__EXTRAIT DU DOCUMENT__
◆ ◆ ◆ ◆ ◆

Alors que l’Europe cherche à se sevrer complètement des sources d’énergie en provenance de la Russie, le vieux rêve d’une interconnexion transatlantique pour le transport d’électricité refait surface tel un serpent de mer. Non, ce n’est pas un poisson d’avril en retard, mais ce n’est pas le propos du présent article non plus.
Pour le bénéfice des lecteurs peu familiers avec Hydro-Québec, il s’agit de la société d’État responsable de la production, du transport et de la distribution d’électricité au Québec. Elle est exclusivement détenue par le Gouvernement du Québec. Hydro-Québec est le principal producteur d’électricité au Canada, et l’un des plus grands producteurs mondiaux d’hydroélectricité. Environ 99% de l’électricité consommée au Québec est d’origine hydraulique. Plus de 40% des besoins énergétiques du Québec sont actuellement comblés par l’électricité et cette proportion est appelée à grimper, puisque le Québec souhaite grandement réduire ses importations de pétrole.
Avec ses 62 centrales hydroélectriques actuelles auxquels s’ajoutent plus de 680 barrages et 91 ouvrages régulateurs répartis sur le vaste territoire du Québec, Hydro-Québec est doté de sa propre flotte aérienne. Chaque année, Hydro-Québec transporte l’équivalent de 85 000 passagers, soit ses équipes de production, de maintenance et autres employés, aux quatre coins du Québec. Or, avec l’objectif de doubler son offre d’électricité d’ici 2050, tout indique que les déplacements en avion sont appelés à augmenter chez les employés d’Hydro-Québec.

◆ ◆ ◆ ◆ ◆

__DONNÉES DE L'EXERCICE__
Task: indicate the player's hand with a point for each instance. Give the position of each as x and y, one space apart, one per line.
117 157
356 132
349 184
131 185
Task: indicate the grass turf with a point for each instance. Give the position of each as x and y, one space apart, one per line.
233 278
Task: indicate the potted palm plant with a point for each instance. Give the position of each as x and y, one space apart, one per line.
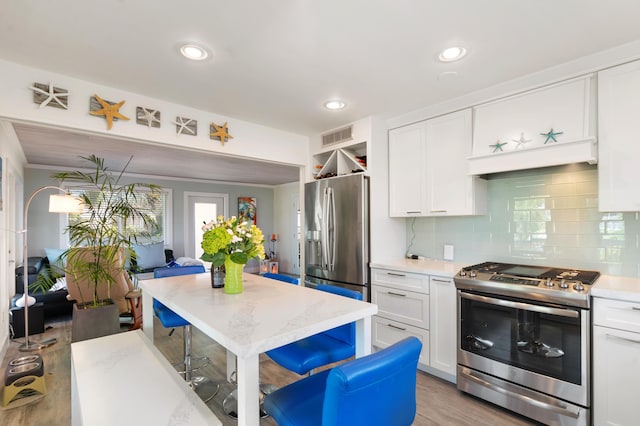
100 240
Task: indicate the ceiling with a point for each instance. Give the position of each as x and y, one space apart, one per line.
274 62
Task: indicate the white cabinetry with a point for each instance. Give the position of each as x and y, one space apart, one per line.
522 123
616 362
619 137
428 173
407 171
419 305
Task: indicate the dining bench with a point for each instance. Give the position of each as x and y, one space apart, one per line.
124 379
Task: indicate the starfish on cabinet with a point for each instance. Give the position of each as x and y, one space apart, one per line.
221 132
52 95
521 142
110 112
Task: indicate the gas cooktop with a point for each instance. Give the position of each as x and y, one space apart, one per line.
545 284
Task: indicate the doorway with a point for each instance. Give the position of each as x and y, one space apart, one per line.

◆ ◆ ◆ ◆ ◆

__À FAIRE__
1. Mettez toutes les lignes de la liste placée après le texte sur Hydro-Québec sous forme de liste numérotée, sans les lignes vides. Laissez les images de côté.
2. Donnez la suite du texte sur Hydro-Québec, à partir de sa dernière phrase.

__RÉPONSES CI-DESSOUS__
1.
1. Task: indicate the player's hand with a point for each instance. Give the position of each as x and y, one space apart, one per line.
2. 117 157
3. 356 132
4. 349 184
5. 131 185
6. Task: indicate the grass turf with a point for each instance. Give the position of each as x and y, one space apart, one per line.
7. 233 278
8. Task: indicate the potted palm plant with a point for each instance. Give the position of each as x and y, one space apart, one per line.
9. 100 240
10. Task: indicate the ceiling with a point for each instance. Give the position of each as x and y, one space apart, one per line.
11. 274 62
12. Task: indicate the white cabinetry with a point for each instance. Give the position of each as x and y, one space apart, one per line.
13. 522 123
14. 616 362
15. 619 137
16. 428 173
17. 407 171
18. 419 305
19. Task: indicate the dining bench with a point for each instance. Give the position of each as x and y, one space apart, one per line.
20. 124 379
21. Task: indicate the starfish on cabinet with a point for each instance. Give the position of each as x and y, one space apart, one per line.
22. 221 132
23. 52 95
24. 521 142
25. 110 112
26. Task: indicate the gas cooktop with a point for each instance. Give the position of each as x and y, one space apart, one per line.
27. 545 284
28. Task: indicate the doorway with a point for each instance. Give the position of each as x and y, one space apart, one per line.

2.
Les avions actuels de la société d’État, soit trois appareils Bombardier Dash 8-400, et un Dash8-300, sont en service depuis la fin des années 1990 et montrent des signes d’essoufflement. Avec de courtes pistes non pavées sur lesquelles les avions d’Hydro-Québec doivent fréquemment se poser hors des centres urbains, la société d’État a toujours privilégié les avions Dash 8 particulièrement bien adaptés au rude climat québécois. Rappelons toutefois que Bombardier s’est départi de son programme d’avions Dash 8 en 2018 et que le dernier appareil assemblé fut livré en 2021. Le programme Dash8 est aujourd’hui détenu par De Havilland Canada qui prévoit annoncer sa décision en 2025 quant à la relance ou non de la production d’une nouvelle génération de ce légendaire avion de transport régional.

Face à cette incertitude, et des délais en résultant, Hydro-Québec s’est récemment tourné vers le constructeur franco-italien ATR pour remplacer ses vieux Dash 8. Annoncée le 2 avril dernier, l’entente comprend l’achat de trois ATR 72-600, assortis d’une option pour des appareils supplémentaires. Le contrat d’environ 100 millions de dollars, inclue la formation des pilotes et techniciens ainsi que le support technique. Un premier appareil doit être livré à l’automne 2026 et le dernier à l’été 2027. Hydro-Québec ne sera toutefois pas le client de lancement de l’ATR 72-600 au Canada, puisque cet honneur revient à Rise Air.
Déplorant n’avoir pu privilégier un avionneur canadien, Hydro-Québec insiste qu’une forte proportion des composantes de l’avion ATR choisi est produite au Canada. À la fine pointe de la technologie, les moteurs PW127XT sont notamment fabriqués par Pratt & Whitney Canada à Longueuil au Québec, alors que les systèmes de contrôle de vols sont produits en Nouvelle-Écosse par Airbus Atlantic.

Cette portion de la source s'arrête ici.